Biking & Public Transport
In the United States, cars and vehicular traffic make up a large portion of greenhouse gas emissions. Even before they hit the road, cars are already emitting huge amounts of CO2 via the manufacturing process, and this also applies to electric vehicles. But it doesn’t stop at cars; associated infrastructure like roads and parking lots also emit greenhouse gasses.
Ditching the car when possible can have enormous benefits for the environment, especially when done en masse. Using public transport helps lower carbon emissions, even if busses and trains still run on fossil fuels. This is because they’re more efficient, using much less energy per passenger than cars. In cities like San Francisco, which have a long-established bicycle culture, residents have a much lower carbon footprint on average. Higher ridership of bikes and public transport has a noticeable effect on the top, as governments respond with an increase in funding to widen alternative transportation services.
Protests & Demonstrations
The driving force behind our inability to stop climate change is rooted in the financial gain stemming from the use of fossil fuels. Activists and environmentalists who are passionate about getting to the root causes of climate change often stage protests and demonstrations targeting companies that profit from fossil fuels. This brings awareness to harmful business models. Particularly effective protests can even put a dent in corporate profits by disrupting the day-to-day actions of a company. These come in the form of large blockades, sit-ins, and consumer-led boycotts. Successful protests have deterred companies from making environmentally harmful business decisions.

[DATA RECORDS]

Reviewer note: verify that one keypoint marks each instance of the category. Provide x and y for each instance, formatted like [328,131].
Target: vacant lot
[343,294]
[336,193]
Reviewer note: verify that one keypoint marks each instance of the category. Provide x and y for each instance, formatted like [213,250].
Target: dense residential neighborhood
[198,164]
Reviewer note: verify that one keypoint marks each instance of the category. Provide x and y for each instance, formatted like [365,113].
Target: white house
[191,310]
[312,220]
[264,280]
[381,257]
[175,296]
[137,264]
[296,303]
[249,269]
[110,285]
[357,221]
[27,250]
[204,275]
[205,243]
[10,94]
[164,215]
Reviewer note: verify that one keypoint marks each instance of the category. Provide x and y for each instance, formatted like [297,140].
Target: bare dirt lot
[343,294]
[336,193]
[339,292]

[WORK INSTRUCTIONS]
1 – Can you quote the excerpt, starting with "Protests & Demonstrations" and going on through "harmful business decisions."?
2 – Answer these about the excerpt:
(a) Which city does it name as having a long-established bicycle culture?
(b) Besides cars, what infrastructure does it say emits greenhouse gasses?
(c) What three forms do particularly effective protests take, according to it?
The entries are drawn from a different source than the excerpt.

[SOLUTIONS IN ORDER]
1 –
Protests & Demonstrations
The driving force behind our inability to stop climate change is rooted in the financial gain stemming from the use of fossil fuels. Activists and environmentalists who are passionate about getting to the root causes of climate change often stage protests and demonstrations targeting companies that profit from fossil fuels. This brings awareness to harmful business models. Particularly effective protests can even put a dent in corporate profits by disrupting the day-to-day actions of a company. These come in the form of large blockades, sit-ins, and consumer-led boycotts. Successful protests have deterred companies from making environmentally harmful business decisions.

2 –
(a) San Francisco
(b) Roads and parking lots
(c) Large blockades, sit-ins, and consumer-led boycotts